Texte source:
▬▬▬▬▬▬

Après une immersion ornithologique dans la petite réserve naturelle de Heidmörk (bus n°5 – proverbe local : « si tu es perdu dans une forêt islandaise, lève-toi »), la promenade littorale le long du Lac Tjördin nous emmène du moderne Hôtel de Ville à la sculpture Solfar en passant par la typique et politique Höfdi House – historique rencontre entre Reagan et Gorbatchev, et faisant office de résidence chic pour de nombreux Chefs d’Etat et personnalités publiques. Puis à la brillante et immense salle de concert Harpa, qui sonne le départ de notre périple ar(t)chitectural : à l’intérieur du parking attenant, on se délecte de nombreuses œuvres de street art qu’on retrouve également le long des boutiques et cafés de la rue Laugavegur, on lève les yeux au ciel pour apprécier la contemporaine Hallgrimskirkja, imposante « église-fusée » luthérienne symbolisant des orgues de lave basaltique islandaises, on assiste à la performance d’Ilmur Stefánsdóttir (la fille de Stefán, donc) et du groupe Cyber à l’Art Museum, on voyage dans le temps et dans l’Histoire du pays au National Museum of Iceland (population à l’origine iRlandaise, donc) et au Reykjavik 871 +/-2 – The Settlement Exhibition.

▬▬▬▬▬▬

Données fournies:

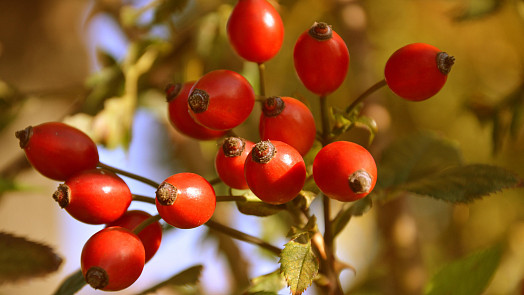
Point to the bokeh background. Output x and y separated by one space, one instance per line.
68 60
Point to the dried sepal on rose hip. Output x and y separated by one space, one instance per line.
417 71
58 150
185 200
112 259
255 30
95 196
289 120
344 171
321 59
221 100
230 159
275 171
177 95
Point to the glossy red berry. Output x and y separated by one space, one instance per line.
344 171
177 95
230 159
255 30
417 71
57 150
289 120
321 59
94 196
151 235
112 259
221 100
275 171
185 200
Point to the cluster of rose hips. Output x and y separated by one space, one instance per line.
208 109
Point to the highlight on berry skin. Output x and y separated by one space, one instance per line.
417 71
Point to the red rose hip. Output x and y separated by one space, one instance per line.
185 200
321 59
275 171
151 235
344 171
94 196
230 159
177 95
221 100
255 30
112 259
58 150
289 120
417 71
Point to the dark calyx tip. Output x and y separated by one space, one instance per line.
62 195
166 194
97 277
445 62
233 146
263 152
24 136
321 31
360 182
198 101
272 106
172 90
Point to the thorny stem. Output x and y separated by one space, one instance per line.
146 223
261 75
242 236
365 94
214 226
129 174
144 199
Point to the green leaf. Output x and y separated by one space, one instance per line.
478 8
189 277
269 283
469 275
254 206
72 284
464 184
415 157
357 208
23 259
299 265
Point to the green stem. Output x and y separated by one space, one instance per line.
261 75
146 223
324 116
129 174
243 236
334 286
365 94
144 199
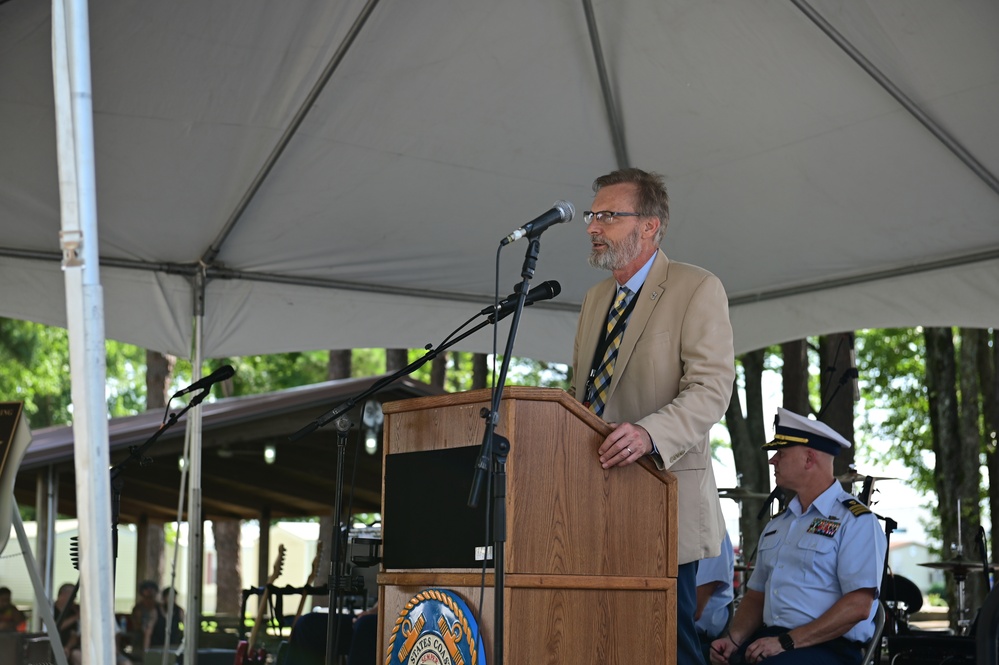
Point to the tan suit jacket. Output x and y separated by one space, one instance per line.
673 376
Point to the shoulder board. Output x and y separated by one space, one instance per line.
856 507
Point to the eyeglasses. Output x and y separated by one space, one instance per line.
607 216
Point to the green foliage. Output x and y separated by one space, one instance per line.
35 370
894 405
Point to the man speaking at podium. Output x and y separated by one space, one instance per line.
653 356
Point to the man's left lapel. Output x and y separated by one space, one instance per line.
648 299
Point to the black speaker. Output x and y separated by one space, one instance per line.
931 650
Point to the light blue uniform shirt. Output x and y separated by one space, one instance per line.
714 617
808 561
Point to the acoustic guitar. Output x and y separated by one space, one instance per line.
309 580
245 653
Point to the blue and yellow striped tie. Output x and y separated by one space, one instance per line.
601 383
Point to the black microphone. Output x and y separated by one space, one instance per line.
221 374
778 494
562 211
543 291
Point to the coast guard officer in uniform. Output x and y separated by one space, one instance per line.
819 564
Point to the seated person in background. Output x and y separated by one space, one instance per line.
149 617
715 593
178 614
10 617
819 563
67 618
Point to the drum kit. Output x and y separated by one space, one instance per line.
959 566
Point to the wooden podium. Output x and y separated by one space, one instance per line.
591 555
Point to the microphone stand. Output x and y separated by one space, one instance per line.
137 453
431 353
333 623
496 448
337 412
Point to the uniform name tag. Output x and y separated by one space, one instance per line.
824 527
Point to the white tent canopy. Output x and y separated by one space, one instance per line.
342 172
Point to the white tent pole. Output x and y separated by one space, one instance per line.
85 317
195 526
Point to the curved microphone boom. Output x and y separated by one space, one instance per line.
562 211
543 291
221 374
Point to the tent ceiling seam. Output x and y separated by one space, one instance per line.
863 278
613 112
191 270
907 103
289 133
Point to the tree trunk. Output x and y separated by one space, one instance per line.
948 474
837 387
968 458
159 371
150 550
438 371
988 378
340 364
795 377
480 371
227 566
396 359
747 434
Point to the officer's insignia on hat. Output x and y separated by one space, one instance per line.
790 429
435 627
856 507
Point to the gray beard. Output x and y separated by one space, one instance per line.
618 255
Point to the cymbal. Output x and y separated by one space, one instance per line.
739 493
855 477
958 565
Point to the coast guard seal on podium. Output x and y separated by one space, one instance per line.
435 628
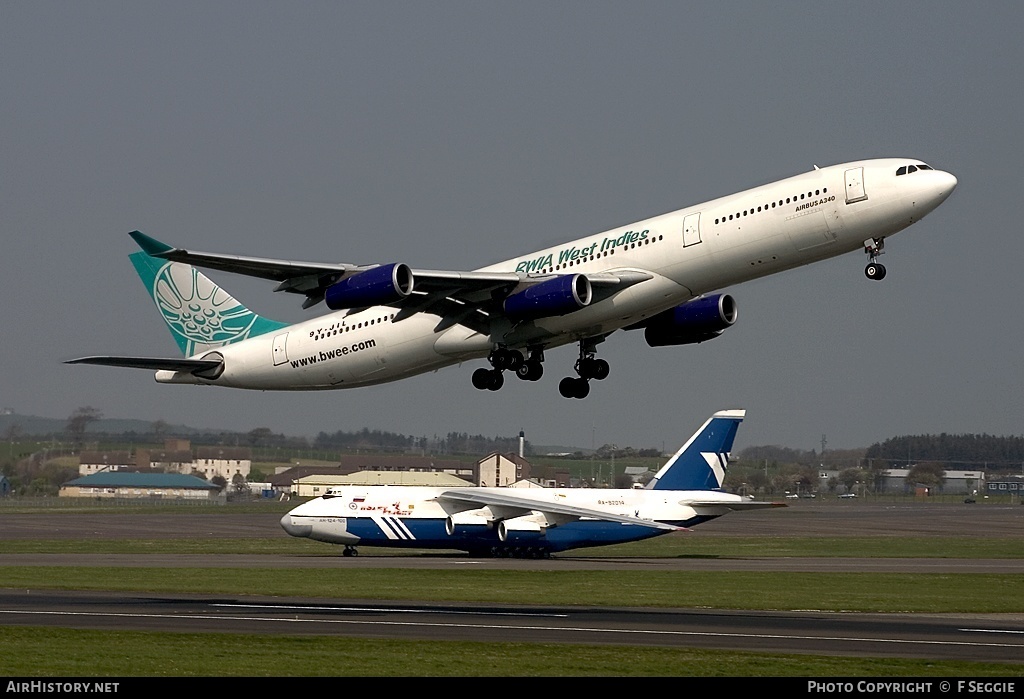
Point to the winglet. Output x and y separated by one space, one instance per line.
150 246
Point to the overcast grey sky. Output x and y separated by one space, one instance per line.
451 135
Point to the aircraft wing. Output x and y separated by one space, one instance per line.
527 505
457 296
311 278
152 363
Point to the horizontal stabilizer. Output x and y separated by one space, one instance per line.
152 363
737 506
484 497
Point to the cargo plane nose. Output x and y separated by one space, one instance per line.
294 528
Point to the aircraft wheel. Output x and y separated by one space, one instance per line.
515 359
481 379
496 380
583 388
529 370
567 387
573 388
875 271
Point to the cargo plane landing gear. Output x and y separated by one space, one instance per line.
588 366
875 247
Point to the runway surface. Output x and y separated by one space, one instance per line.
961 638
987 638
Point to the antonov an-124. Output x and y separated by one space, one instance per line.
660 275
532 522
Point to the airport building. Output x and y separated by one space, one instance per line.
176 456
125 485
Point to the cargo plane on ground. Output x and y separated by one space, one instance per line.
531 522
389 321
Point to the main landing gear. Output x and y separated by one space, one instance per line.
588 366
504 358
875 247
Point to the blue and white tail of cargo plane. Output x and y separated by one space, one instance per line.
659 275
531 522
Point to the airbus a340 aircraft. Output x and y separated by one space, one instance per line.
531 522
390 321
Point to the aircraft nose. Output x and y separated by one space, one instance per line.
294 528
947 182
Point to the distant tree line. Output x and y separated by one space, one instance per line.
965 452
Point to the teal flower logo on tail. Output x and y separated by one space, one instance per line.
200 314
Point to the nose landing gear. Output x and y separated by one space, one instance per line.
588 366
875 247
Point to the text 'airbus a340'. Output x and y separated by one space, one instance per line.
389 321
532 522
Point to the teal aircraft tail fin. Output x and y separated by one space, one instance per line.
200 314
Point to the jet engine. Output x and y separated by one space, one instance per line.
376 287
555 297
696 320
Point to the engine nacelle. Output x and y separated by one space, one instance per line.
519 529
376 287
555 297
466 524
695 320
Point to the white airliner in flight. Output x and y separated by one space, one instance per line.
531 522
389 321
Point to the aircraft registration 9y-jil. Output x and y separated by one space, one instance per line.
390 321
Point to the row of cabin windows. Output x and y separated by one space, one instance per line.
906 169
322 333
766 207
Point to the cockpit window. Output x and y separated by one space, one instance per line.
906 169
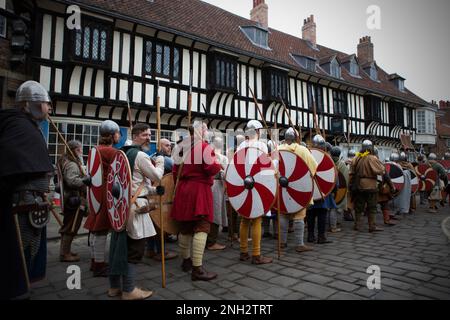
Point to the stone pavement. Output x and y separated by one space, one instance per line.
414 258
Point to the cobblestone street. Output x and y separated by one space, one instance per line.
414 258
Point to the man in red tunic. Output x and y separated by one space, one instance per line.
98 224
193 201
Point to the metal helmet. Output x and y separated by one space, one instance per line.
254 124
319 141
109 127
290 134
367 143
351 153
375 151
335 152
403 156
394 157
32 91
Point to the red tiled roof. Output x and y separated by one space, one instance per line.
198 19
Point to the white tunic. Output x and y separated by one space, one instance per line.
140 226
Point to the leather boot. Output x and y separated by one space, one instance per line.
100 269
186 266
261 260
200 274
65 255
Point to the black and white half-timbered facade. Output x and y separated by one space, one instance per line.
122 50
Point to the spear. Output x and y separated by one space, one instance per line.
158 143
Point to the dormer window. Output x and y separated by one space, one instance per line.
373 73
335 69
305 62
354 68
401 85
398 81
258 36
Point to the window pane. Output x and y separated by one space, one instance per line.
158 58
148 56
103 46
78 42
166 70
176 63
218 72
95 44
222 73
87 41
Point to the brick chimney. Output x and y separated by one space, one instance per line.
365 50
309 30
260 13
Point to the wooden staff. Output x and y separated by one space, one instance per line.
259 111
22 254
129 113
190 100
316 123
278 216
298 140
158 144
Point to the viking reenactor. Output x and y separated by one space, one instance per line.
98 222
219 203
232 216
320 207
25 174
193 201
253 133
128 245
74 183
403 201
291 145
386 192
154 243
364 170
441 183
336 214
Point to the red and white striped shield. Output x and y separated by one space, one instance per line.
95 171
427 177
295 182
326 175
414 182
118 191
251 183
395 172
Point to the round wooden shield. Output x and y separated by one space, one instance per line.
118 191
170 226
427 177
61 186
395 172
295 182
251 183
414 182
95 171
326 175
342 189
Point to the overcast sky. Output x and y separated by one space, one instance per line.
414 39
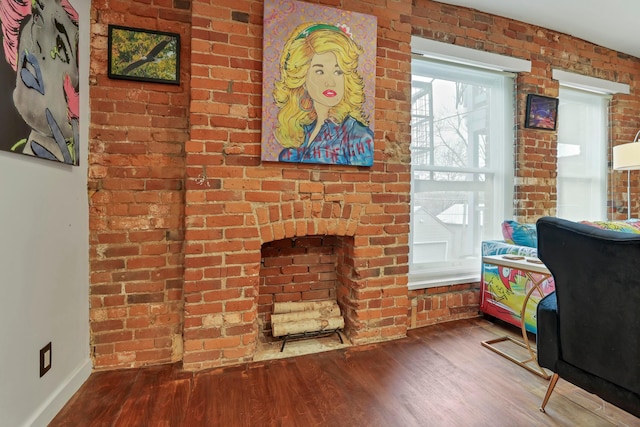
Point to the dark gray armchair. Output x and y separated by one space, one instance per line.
589 328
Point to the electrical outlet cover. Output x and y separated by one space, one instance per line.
45 359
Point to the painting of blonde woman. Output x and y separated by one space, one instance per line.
39 70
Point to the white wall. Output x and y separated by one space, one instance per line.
44 273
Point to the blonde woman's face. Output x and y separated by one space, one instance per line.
325 80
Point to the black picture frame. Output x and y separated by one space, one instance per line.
542 112
143 55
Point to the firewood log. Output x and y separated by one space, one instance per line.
324 312
306 325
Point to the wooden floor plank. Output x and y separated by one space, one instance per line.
438 376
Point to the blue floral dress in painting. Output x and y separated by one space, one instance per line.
348 143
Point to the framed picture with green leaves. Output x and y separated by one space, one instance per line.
143 55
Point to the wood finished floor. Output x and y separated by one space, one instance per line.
437 376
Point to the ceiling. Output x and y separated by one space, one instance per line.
609 23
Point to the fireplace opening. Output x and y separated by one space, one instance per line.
298 270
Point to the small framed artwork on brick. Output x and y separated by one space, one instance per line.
143 55
542 112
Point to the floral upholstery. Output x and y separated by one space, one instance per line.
504 289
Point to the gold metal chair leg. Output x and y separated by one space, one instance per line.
552 384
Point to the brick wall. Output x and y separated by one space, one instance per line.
183 212
136 195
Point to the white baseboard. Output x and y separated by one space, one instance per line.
61 395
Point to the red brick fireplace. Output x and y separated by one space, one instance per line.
231 275
185 218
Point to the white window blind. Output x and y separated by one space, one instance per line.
462 168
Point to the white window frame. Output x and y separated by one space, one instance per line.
501 209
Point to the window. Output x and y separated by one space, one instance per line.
461 168
582 161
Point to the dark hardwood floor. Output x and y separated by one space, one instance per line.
437 376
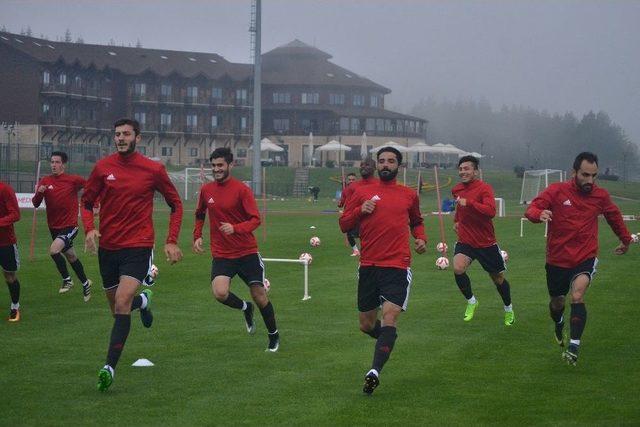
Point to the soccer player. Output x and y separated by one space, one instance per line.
385 212
473 222
126 182
233 215
367 168
60 193
571 210
9 257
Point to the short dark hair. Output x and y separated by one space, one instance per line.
390 150
62 154
223 152
585 155
471 159
131 122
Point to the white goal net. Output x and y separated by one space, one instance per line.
534 181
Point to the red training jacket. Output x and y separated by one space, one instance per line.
233 202
61 198
475 220
126 185
384 233
9 213
573 231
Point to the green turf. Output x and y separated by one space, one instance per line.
208 371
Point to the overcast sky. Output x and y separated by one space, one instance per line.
554 55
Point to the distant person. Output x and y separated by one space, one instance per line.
233 215
386 213
473 222
60 193
571 210
126 182
367 169
9 256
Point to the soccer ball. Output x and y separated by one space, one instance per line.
442 263
306 257
153 271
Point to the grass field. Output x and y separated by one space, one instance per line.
208 371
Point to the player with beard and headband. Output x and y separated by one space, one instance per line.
386 212
126 182
367 168
233 215
60 194
571 210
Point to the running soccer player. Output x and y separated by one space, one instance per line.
126 182
9 257
367 168
233 215
60 193
571 210
473 222
385 212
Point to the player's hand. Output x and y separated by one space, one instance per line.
91 241
621 249
368 206
226 228
172 252
197 245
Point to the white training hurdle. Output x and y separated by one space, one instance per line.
305 264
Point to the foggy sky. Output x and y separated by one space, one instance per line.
555 55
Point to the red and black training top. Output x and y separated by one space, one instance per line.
61 198
475 220
573 231
230 201
9 213
126 185
384 233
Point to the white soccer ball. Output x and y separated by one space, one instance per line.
153 271
306 257
442 247
442 263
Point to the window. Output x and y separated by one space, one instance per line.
141 117
241 96
336 98
139 89
281 98
310 98
281 125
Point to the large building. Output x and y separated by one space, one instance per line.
190 102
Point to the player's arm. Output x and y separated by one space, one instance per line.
13 210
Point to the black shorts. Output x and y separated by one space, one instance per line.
489 258
10 258
66 234
559 279
131 262
379 284
249 268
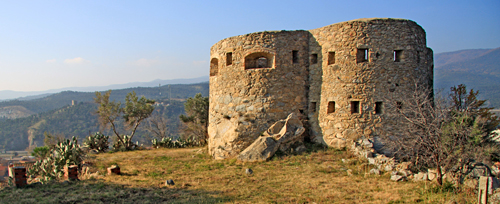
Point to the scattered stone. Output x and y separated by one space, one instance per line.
280 135
375 171
248 171
371 161
431 174
115 169
170 182
397 178
421 176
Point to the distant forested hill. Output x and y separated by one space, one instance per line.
54 114
58 100
477 69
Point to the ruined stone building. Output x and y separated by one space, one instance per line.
337 77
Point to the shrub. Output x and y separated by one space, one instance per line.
167 142
65 153
41 152
98 142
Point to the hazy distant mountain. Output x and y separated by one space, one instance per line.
65 98
457 56
477 69
20 95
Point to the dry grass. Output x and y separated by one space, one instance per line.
319 177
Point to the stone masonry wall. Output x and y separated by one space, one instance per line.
379 78
259 78
246 99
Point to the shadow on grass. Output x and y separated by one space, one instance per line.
95 191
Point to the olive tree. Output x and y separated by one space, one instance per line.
195 122
135 111
437 133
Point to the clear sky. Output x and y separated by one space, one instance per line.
56 44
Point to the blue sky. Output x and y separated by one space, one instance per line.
56 44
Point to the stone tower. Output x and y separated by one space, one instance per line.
338 77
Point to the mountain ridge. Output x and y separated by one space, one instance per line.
21 95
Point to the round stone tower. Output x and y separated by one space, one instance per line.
339 77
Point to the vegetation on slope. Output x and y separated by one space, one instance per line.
79 120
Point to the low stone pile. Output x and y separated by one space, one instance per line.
468 173
364 148
282 135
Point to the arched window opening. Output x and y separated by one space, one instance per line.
262 62
214 67
259 60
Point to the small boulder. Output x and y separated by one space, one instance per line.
170 182
248 171
397 178
375 171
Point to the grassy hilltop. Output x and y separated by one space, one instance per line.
315 177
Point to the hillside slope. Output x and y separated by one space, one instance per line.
479 72
59 100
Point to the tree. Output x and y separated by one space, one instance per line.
196 118
135 111
464 103
435 136
158 125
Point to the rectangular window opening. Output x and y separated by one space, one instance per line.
331 58
362 55
313 107
354 107
378 107
295 56
331 107
398 55
229 58
314 58
399 105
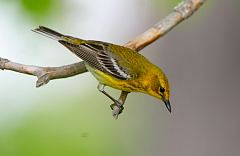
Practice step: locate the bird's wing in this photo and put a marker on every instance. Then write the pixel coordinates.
(98, 55)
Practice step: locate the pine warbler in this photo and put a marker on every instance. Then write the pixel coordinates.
(116, 66)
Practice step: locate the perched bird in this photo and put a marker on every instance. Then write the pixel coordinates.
(116, 66)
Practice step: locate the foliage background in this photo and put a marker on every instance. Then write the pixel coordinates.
(70, 117)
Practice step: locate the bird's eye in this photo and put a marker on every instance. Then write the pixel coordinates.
(162, 90)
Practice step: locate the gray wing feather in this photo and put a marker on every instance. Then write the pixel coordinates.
(95, 55)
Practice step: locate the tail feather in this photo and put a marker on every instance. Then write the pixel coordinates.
(48, 33)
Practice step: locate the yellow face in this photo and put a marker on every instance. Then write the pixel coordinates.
(160, 88)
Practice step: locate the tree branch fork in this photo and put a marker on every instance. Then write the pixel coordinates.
(44, 74)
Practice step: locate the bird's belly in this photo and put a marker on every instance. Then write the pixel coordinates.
(108, 80)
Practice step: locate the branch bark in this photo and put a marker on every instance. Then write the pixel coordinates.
(44, 74)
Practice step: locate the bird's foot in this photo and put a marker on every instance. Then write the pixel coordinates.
(117, 108)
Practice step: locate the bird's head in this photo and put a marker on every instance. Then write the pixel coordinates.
(159, 87)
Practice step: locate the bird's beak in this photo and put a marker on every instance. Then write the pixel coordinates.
(167, 104)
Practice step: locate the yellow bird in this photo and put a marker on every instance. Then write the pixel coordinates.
(116, 66)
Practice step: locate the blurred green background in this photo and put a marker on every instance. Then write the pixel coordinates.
(69, 117)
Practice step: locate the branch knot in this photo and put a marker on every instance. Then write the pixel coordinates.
(3, 62)
(185, 8)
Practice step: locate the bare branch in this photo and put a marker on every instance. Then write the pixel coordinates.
(181, 12)
(44, 74)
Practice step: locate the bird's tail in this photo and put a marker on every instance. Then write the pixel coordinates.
(49, 33)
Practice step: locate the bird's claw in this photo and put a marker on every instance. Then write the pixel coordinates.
(117, 108)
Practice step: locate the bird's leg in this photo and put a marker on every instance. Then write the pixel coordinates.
(116, 109)
(117, 103)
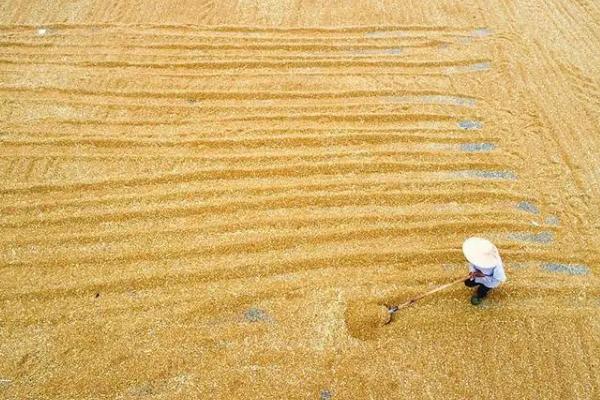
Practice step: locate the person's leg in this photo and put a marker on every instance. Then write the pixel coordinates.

▬▬▬▬▬▬

À faire:
**A.** Traduisez en anglais cette phrase du texte source : « Après une immersion ornithologique dans la petite réserve naturelle de Heidmörk (bus n°5 – proverbe local : « si tu es perdu dans une forêt islandaise, lève-toi »), la promenade littorale le long du Lac Tjördin nous emmène du moderne Hôtel de Ville à la sculpture Solfar en passant par la typique et politique Höfdi House – historique rencontre entre Reagan et Gorbatchev, et faisant office de résidence chic pour de nombreux Chefs d’Etat et personnalités publiques. »
**B.** Poursuivez le texte source au-delà de sa dernière phrase.

Réponses par tâche:
**A.** After an ornithological immersion in the small Heidmörk nature reserve (bus no. 5 – local proverb: "if you are lost in an Icelandic forest, stand up"), the coastal walk along Lake Tjördin takes us from the modern City Hall to the Solfar sculpture by way of the typical and political Höfdi House – historic meeting between Reagan and Gorbachev, and serving as a chic residence for many heads of state and public figures.

**B.**
Parmi les différentes manières de célébrer l’hiver et d’éviter la morosité, les habitants de Reykjavik ont eu l’idée d’un Winter Lights Festival, « Fête des Lumières de l’Hiver » (merci pour Lyon). Au programme, animations son et lumière en ville (y compris dans la bibliothèque municipale !), courses nocturnes cyclistes et pédestres organisées par la compagnie WOWair, Nuit des Musées et… plus surprenante Nuit des Piscines ! Cet événement sera l’occasion de plonger dans Laugardalslaug. Au menu : initiation obligatoire au naturisme pour tous – velus ou non, tous à poil ! – dans la douche (non-mixte), aquayoga et méditation dans le bassin extérieur, bains thermaux (de 38 à 44°C, ainsi qu’un hot tub glacé et un autre à l’eau de mer), kayak dans le bassin olympique, lâcher-prise dans le sauna et concert final dans l’eau. On comprend aisément pourquoi c’est l’une des piscines chauffées par géothermie les plus prisées d’Islande.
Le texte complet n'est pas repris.